--- THE RECORDS ---
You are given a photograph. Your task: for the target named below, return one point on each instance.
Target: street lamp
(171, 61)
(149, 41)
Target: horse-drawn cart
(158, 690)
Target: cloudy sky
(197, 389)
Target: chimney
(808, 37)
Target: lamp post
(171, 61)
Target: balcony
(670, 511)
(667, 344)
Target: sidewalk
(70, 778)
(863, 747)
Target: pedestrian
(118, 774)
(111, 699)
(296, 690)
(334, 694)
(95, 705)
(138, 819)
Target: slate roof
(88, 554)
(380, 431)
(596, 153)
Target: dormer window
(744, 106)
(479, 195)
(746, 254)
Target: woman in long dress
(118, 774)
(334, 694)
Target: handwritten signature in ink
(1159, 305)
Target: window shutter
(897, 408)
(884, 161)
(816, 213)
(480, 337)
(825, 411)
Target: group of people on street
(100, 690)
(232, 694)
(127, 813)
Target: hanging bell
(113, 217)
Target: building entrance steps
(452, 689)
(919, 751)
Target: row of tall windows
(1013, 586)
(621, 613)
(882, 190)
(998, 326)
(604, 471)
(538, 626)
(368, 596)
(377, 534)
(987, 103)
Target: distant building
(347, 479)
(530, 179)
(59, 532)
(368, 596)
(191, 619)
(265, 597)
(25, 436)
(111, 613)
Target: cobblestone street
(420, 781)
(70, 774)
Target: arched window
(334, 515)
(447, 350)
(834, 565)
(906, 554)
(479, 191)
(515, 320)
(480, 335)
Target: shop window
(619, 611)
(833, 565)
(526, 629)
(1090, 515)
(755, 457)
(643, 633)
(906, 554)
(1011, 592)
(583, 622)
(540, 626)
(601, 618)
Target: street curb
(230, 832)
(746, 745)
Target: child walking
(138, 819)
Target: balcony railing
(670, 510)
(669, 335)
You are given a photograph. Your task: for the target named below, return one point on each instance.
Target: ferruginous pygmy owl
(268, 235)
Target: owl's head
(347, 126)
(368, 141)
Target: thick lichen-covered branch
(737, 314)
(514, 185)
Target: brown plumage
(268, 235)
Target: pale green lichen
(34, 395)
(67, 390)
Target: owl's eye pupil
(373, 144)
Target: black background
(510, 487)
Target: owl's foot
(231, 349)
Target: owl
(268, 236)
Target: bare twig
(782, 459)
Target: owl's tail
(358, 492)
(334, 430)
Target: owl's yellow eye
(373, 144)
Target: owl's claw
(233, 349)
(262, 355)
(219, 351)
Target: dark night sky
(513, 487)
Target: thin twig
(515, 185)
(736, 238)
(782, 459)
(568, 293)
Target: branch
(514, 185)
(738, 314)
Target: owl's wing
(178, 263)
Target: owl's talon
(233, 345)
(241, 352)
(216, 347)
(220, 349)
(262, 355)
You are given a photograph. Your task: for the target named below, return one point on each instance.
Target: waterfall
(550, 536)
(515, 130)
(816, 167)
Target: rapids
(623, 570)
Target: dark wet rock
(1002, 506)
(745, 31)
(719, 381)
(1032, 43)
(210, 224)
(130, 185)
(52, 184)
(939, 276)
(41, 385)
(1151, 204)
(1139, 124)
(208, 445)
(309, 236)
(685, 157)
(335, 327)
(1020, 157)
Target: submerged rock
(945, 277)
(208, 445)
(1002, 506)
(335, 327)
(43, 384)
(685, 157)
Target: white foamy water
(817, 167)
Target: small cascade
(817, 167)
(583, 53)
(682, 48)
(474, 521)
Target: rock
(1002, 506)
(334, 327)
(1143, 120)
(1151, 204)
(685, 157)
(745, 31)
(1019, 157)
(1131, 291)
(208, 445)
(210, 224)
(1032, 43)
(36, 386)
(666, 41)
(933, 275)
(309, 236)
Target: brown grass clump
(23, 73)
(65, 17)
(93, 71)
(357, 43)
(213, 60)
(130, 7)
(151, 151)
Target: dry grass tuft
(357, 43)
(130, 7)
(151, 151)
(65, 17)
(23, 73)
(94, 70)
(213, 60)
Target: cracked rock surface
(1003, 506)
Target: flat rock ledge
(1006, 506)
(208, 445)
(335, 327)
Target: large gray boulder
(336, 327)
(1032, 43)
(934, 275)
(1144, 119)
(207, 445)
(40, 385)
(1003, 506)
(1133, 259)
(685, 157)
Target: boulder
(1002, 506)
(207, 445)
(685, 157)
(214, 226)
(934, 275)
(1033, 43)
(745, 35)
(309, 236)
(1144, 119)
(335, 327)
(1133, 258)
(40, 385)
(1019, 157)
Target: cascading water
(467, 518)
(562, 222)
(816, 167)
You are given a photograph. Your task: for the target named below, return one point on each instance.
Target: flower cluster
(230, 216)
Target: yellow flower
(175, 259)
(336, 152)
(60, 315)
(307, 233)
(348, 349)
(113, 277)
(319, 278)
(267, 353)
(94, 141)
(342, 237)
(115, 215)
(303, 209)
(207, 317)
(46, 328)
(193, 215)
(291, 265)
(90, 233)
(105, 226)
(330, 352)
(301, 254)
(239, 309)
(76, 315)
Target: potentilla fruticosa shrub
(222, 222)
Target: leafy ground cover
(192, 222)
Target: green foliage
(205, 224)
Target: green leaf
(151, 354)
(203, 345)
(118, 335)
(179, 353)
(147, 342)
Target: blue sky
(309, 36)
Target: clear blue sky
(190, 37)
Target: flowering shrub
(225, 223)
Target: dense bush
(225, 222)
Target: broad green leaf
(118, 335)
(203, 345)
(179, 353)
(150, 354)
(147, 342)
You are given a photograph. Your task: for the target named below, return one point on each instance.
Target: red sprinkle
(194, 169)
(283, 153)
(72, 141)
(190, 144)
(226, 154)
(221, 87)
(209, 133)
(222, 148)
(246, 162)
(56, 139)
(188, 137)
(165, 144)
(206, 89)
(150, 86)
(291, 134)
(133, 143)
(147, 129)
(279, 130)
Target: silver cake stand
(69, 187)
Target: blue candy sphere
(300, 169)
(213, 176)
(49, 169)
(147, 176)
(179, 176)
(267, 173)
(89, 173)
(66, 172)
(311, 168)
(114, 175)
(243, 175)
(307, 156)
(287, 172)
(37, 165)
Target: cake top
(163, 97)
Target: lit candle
---
#### [REQUIREMENT]
The records above must be transcribed line for line, exactly.

#### [RESPONSE AREA]
You are given a photograph. Your task: for the target named below, return one point on each instance.
Target: street lamp
(171, 61)
(149, 41)
Target: horse-drawn cart
(158, 690)
Target: cloudy sky
(197, 389)
Target: chimney
(808, 37)
Target: lamp post
(171, 61)
Target: balcony
(670, 511)
(667, 344)
Target: sidewalk
(70, 778)
(863, 747)
Target: pedestrian
(118, 774)
(111, 699)
(296, 690)
(334, 694)
(95, 705)
(138, 819)
Target: slate roof
(88, 554)
(380, 431)
(596, 153)
Target: dormer window
(744, 106)
(479, 195)
(746, 254)
Target: woman in long dress
(118, 774)
(334, 694)
Target: handwritten signature in ink
(1159, 305)
Target: window shutter
(897, 408)
(884, 161)
(816, 213)
(480, 337)
(825, 411)
Target: group of people on street
(100, 690)
(232, 694)
(127, 813)
Target: hanging bell
(113, 217)
Target: building entrance steps
(452, 689)
(919, 751)
Target: row of tall windows
(1013, 586)
(621, 613)
(882, 190)
(998, 326)
(604, 471)
(538, 626)
(368, 596)
(377, 534)
(987, 103)
Target: distant building
(347, 479)
(530, 179)
(59, 532)
(368, 596)
(191, 619)
(265, 597)
(25, 436)
(111, 613)
Target: cobblestone street
(420, 781)
(70, 774)
Target: arched window
(334, 515)
(447, 350)
(834, 565)
(906, 554)
(479, 191)
(515, 320)
(480, 335)
Target: shop window
(619, 611)
(833, 565)
(526, 629)
(1090, 515)
(755, 457)
(643, 633)
(906, 554)
(1011, 592)
(583, 622)
(540, 626)
(601, 618)
Target: street curb
(230, 832)
(746, 745)
Target: child walking
(138, 819)
Target: balcony railing
(670, 510)
(669, 335)
You are given a photograph. Your task: for the target named below, return one point on each instance.
Target: ferruginous pygmy owl
(268, 235)
Target: owl's head
(347, 126)
(368, 141)
Target: thick lichen-covered branch
(737, 314)
(514, 185)
Target: brown plumage
(268, 235)
Target: pale green lichen
(34, 395)
(67, 390)
Target: owl's eye pupil
(373, 144)
Target: black background
(510, 487)
Target: owl's foot
(231, 349)
Target: owl
(268, 236)
Target: bare twig
(782, 459)
Target: owl's tail
(358, 492)
(334, 430)
Target: owl's yellow eye
(373, 144)
Target: owl's claw
(233, 349)
(262, 355)
(219, 351)
Target: dark night sky
(513, 487)
Target: thin twig
(515, 185)
(736, 238)
(782, 459)
(568, 293)
Target: branch
(514, 185)
(738, 314)
Target: owl's wing
(178, 263)
Target: owl's talon
(233, 345)
(241, 352)
(216, 347)
(220, 349)
(262, 355)
You are given a photograph. Your task: for the target named below, return one point on each instance.
Target: waterfall
(550, 536)
(515, 130)
(816, 167)
Target: rapids
(623, 570)
Target: dark wet rock
(1002, 506)
(745, 31)
(719, 381)
(1032, 43)
(210, 224)
(130, 185)
(52, 184)
(939, 276)
(41, 385)
(1151, 204)
(1139, 124)
(208, 445)
(309, 236)
(685, 157)
(335, 327)
(1020, 157)
Target: submerged rock
(945, 277)
(208, 445)
(1002, 506)
(335, 327)
(43, 384)
(685, 157)
Target: white foamy water
(817, 167)
Target: small cascade
(817, 167)
(583, 53)
(682, 48)
(474, 521)
Target: rock
(1002, 506)
(334, 327)
(1143, 120)
(1151, 204)
(685, 157)
(745, 31)
(1019, 157)
(1131, 291)
(208, 445)
(210, 224)
(1032, 43)
(36, 386)
(666, 41)
(933, 275)
(309, 236)
Target: brown grass clump
(23, 73)
(65, 17)
(93, 71)
(357, 43)
(213, 60)
(130, 7)
(151, 151)
Target: dry grass tuft
(357, 43)
(130, 7)
(151, 151)
(65, 17)
(23, 73)
(94, 70)
(213, 60)
Target: cracked rock surface
(1003, 506)
Target: flat rock ledge
(1006, 506)
(208, 445)
(335, 327)
Target: large gray boulder
(336, 327)
(1032, 43)
(934, 275)
(1144, 119)
(207, 445)
(40, 385)
(1003, 506)
(1133, 259)
(685, 157)
Target: boulder
(1002, 506)
(207, 445)
(685, 157)
(214, 226)
(934, 275)
(1033, 43)
(745, 35)
(309, 236)
(1144, 119)
(335, 327)
(1133, 258)
(40, 385)
(1019, 157)
Target: cascading water
(467, 518)
(562, 222)
(816, 167)
You are given a photograph. Your task: for the target named below, return one point on each instance.
Target: flower cluster
(230, 216)
Target: yellow flower
(175, 259)
(336, 152)
(60, 315)
(307, 233)
(348, 349)
(113, 277)
(319, 278)
(267, 353)
(94, 141)
(342, 237)
(115, 215)
(303, 209)
(207, 317)
(46, 328)
(193, 215)
(291, 265)
(90, 233)
(105, 226)
(330, 352)
(301, 254)
(239, 309)
(76, 315)
Target: potentilla fruticosa shrub
(222, 222)
Target: leafy ground cover
(192, 222)
Target: green foliage
(205, 224)
Target: green leaf
(151, 354)
(203, 345)
(118, 335)
(179, 353)
(147, 342)
Target: blue sky
(309, 36)
Target: clear blue sky
(190, 37)
Target: flowering shrub
(225, 223)
Target: dense bush
(225, 222)
Target: broad green leaf
(118, 335)
(203, 345)
(179, 353)
(150, 354)
(147, 342)
You are given a photograph. Your task: for the target named below, return one point on each instance.
Target: red sprinkle
(194, 169)
(283, 153)
(72, 141)
(190, 144)
(226, 154)
(221, 87)
(209, 133)
(222, 148)
(246, 162)
(56, 139)
(188, 137)
(165, 144)
(206, 89)
(150, 86)
(291, 134)
(133, 143)
(147, 129)
(279, 130)
Target: silver cake stand
(69, 187)
Target: blue candy sphere
(300, 169)
(213, 176)
(49, 169)
(147, 176)
(179, 176)
(267, 173)
(89, 173)
(66, 172)
(311, 168)
(114, 175)
(243, 175)
(307, 156)
(287, 172)
(37, 165)
Target: cake top
(163, 97)
Target: lit candle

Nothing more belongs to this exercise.